* **ACTION ITEM**
In the records below, please retype word for word every line from the one containing "Target: side window" through the final one, both included, and nothing else.

* **TASK DATA**
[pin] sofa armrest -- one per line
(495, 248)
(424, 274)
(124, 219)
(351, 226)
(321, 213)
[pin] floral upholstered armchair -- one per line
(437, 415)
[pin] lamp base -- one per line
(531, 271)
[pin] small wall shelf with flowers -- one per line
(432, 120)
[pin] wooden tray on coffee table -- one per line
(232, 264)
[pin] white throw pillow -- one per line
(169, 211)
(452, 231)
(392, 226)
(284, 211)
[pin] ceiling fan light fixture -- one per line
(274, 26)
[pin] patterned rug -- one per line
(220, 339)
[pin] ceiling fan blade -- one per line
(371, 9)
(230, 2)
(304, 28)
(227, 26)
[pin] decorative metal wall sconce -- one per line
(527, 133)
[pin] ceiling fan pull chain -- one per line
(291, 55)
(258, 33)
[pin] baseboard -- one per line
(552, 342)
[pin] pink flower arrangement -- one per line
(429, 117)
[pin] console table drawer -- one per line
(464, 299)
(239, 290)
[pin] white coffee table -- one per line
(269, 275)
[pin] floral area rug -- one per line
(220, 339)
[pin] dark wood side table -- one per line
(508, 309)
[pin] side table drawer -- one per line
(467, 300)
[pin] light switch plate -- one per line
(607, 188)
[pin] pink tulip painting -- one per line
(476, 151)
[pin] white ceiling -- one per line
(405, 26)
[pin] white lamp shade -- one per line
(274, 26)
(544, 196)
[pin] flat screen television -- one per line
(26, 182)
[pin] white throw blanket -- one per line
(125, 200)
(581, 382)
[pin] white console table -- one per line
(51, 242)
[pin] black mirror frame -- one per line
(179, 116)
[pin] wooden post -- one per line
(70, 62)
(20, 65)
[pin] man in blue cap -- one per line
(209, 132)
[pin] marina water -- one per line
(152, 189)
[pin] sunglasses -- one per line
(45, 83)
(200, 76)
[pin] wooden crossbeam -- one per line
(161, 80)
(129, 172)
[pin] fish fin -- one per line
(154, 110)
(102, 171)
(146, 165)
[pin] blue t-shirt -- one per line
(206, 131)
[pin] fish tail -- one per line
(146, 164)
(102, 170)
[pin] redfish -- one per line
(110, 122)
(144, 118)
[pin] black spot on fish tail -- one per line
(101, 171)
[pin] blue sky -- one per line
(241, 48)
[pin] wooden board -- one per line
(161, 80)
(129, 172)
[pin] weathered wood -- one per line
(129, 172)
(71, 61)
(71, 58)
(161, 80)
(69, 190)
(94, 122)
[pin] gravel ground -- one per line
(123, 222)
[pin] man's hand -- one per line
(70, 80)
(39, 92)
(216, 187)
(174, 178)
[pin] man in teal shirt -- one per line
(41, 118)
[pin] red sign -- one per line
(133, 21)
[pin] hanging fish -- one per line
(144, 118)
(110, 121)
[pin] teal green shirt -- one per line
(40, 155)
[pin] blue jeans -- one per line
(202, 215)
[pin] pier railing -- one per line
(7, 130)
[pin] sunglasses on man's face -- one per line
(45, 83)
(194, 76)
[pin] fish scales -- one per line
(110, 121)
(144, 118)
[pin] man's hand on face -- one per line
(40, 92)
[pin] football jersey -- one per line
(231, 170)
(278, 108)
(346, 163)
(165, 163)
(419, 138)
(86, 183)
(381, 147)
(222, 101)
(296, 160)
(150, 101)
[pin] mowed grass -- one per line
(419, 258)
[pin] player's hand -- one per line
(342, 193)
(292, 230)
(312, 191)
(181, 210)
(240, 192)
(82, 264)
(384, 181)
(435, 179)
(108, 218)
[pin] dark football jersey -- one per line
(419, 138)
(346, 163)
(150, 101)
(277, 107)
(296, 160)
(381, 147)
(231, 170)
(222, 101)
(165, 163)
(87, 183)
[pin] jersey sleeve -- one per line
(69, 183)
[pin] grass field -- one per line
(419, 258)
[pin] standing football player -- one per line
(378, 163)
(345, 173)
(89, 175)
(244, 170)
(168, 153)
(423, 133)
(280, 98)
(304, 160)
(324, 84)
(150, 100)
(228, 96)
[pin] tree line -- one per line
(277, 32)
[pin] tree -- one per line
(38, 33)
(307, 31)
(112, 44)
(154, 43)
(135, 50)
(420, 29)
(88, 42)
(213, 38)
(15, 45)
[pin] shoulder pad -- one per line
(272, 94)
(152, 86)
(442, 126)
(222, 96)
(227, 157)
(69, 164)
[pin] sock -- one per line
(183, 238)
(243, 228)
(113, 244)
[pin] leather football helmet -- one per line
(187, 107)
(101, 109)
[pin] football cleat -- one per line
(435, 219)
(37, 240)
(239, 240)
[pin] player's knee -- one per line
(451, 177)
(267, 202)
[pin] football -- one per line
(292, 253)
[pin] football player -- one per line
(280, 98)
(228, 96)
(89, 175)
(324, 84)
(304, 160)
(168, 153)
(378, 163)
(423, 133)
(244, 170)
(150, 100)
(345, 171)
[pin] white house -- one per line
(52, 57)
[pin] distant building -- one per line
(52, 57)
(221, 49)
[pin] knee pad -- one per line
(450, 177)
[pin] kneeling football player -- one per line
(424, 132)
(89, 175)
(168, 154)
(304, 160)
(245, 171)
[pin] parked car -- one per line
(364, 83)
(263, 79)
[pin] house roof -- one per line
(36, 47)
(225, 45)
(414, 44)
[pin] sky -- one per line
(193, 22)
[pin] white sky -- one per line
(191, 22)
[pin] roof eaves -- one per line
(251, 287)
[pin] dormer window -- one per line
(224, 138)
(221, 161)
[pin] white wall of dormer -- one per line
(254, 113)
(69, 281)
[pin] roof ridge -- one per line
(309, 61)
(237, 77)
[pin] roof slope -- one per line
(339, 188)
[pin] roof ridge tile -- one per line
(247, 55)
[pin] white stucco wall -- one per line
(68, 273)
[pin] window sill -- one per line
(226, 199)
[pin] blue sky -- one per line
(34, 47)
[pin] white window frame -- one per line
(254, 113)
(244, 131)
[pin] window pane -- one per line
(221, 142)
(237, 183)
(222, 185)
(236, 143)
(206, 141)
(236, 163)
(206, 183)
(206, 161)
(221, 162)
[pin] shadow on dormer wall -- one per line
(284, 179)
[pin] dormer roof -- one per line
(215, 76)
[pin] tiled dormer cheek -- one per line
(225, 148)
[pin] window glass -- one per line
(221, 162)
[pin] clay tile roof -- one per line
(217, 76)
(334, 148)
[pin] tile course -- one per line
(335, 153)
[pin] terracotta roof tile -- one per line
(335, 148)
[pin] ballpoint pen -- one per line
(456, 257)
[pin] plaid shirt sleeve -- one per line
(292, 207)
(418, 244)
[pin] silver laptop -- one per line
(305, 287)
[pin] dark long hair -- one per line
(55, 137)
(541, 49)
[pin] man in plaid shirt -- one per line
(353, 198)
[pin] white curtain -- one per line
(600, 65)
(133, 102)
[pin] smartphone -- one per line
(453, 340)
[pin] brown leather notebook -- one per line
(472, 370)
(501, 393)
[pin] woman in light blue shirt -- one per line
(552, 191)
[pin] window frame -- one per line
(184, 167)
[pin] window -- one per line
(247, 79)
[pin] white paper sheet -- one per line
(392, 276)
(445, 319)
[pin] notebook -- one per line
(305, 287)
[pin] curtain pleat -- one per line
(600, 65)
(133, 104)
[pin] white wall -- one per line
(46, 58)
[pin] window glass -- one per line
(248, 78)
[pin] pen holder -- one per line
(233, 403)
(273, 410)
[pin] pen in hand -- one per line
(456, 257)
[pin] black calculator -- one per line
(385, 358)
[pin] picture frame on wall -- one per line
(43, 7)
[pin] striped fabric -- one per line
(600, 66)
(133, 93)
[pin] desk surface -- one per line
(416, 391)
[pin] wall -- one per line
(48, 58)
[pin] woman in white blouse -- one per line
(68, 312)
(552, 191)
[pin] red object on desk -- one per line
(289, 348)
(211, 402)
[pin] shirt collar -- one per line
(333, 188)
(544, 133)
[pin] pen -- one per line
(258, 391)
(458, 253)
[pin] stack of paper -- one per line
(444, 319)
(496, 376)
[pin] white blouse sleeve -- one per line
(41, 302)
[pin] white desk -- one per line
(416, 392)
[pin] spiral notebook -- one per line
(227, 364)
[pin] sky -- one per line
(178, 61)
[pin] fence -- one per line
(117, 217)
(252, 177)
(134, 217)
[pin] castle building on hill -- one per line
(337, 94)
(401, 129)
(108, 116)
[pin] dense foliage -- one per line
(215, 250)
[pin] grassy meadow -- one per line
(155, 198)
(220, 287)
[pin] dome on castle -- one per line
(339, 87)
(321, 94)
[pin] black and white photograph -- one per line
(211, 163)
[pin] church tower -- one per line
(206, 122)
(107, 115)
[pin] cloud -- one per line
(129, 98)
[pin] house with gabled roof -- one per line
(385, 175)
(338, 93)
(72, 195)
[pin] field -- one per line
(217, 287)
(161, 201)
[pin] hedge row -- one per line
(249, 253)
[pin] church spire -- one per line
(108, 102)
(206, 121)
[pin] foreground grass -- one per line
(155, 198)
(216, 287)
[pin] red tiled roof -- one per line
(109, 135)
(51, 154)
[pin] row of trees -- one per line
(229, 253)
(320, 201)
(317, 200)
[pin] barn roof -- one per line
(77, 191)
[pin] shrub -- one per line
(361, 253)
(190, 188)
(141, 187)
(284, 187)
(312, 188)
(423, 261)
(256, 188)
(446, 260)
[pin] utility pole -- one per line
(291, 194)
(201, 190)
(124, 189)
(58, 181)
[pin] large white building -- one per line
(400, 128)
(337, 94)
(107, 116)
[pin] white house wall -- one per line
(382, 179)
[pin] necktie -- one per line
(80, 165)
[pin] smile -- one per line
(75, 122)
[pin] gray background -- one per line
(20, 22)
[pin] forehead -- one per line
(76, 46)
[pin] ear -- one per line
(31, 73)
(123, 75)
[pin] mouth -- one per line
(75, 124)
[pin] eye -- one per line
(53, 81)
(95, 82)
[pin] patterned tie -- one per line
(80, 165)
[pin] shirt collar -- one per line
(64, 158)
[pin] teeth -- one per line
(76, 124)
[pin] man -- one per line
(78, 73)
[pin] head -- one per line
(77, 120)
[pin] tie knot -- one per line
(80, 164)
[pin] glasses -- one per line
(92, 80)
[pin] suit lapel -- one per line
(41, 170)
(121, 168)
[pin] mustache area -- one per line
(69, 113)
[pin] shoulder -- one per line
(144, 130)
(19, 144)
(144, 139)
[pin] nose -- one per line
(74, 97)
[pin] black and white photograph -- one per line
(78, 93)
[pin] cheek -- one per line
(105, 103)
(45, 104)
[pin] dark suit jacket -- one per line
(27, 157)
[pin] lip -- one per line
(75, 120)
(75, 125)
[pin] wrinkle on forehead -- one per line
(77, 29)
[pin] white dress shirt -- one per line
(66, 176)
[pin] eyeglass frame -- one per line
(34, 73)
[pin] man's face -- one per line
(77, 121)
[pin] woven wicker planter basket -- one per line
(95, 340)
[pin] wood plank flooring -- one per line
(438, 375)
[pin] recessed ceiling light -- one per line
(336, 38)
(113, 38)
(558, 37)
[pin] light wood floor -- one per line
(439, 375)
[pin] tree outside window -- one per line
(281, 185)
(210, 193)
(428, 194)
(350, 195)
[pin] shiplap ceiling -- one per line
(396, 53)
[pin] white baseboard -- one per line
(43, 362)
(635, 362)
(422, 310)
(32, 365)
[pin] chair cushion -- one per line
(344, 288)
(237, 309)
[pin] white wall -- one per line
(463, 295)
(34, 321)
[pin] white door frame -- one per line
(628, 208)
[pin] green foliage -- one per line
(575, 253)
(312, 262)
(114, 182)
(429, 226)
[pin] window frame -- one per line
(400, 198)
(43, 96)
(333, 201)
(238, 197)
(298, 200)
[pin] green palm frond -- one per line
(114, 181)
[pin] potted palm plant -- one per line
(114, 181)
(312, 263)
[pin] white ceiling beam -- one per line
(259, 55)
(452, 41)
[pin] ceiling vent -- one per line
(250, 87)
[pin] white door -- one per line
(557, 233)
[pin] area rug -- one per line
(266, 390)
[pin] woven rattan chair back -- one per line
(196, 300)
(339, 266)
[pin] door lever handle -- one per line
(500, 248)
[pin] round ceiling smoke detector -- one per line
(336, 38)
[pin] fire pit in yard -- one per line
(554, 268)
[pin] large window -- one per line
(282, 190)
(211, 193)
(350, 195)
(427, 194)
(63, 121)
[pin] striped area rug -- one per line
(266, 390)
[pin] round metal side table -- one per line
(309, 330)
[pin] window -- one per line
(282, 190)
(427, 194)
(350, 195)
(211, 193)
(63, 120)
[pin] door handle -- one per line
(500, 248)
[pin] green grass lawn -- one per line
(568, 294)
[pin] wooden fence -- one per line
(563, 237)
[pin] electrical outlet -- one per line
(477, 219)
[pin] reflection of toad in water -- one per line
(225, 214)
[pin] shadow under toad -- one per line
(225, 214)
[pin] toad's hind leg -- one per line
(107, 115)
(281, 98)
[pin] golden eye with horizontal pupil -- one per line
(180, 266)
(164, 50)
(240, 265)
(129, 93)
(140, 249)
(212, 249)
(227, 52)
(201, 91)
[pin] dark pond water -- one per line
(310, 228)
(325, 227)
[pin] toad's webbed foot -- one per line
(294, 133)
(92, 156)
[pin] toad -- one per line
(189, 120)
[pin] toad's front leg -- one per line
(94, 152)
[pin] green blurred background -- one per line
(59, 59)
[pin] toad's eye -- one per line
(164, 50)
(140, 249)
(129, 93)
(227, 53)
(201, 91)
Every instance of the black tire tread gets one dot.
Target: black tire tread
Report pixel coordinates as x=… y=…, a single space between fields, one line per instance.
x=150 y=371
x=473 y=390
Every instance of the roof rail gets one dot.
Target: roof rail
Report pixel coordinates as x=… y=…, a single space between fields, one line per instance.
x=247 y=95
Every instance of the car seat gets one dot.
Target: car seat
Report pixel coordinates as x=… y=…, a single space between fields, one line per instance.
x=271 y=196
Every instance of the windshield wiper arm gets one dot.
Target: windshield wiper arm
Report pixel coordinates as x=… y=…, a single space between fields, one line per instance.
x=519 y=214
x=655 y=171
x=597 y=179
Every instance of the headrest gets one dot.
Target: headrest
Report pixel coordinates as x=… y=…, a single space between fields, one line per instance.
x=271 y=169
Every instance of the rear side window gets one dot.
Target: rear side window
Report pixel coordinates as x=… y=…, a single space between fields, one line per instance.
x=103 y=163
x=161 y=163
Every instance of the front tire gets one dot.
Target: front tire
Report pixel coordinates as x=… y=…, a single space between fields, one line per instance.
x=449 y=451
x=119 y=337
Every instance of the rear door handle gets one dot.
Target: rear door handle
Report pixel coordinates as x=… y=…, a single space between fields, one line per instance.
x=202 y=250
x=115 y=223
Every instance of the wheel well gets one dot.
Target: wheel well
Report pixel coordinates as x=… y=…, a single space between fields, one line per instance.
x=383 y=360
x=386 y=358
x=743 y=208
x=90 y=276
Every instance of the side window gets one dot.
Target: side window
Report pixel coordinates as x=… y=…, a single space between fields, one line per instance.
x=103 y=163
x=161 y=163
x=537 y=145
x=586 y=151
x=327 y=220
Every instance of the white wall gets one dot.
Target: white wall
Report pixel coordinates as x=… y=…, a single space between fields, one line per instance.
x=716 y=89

* **COMPLETED TASK**
Target: side window
Report pixel coordinates as x=… y=…, a single space between fields, one line per instance.
x=103 y=163
x=161 y=163
x=537 y=145
x=586 y=151
x=327 y=220
Every instance of the white wall gets one dot.
Target: white wall
Report pixel coordinates as x=… y=…, a single space between fields, one line per instance.
x=716 y=89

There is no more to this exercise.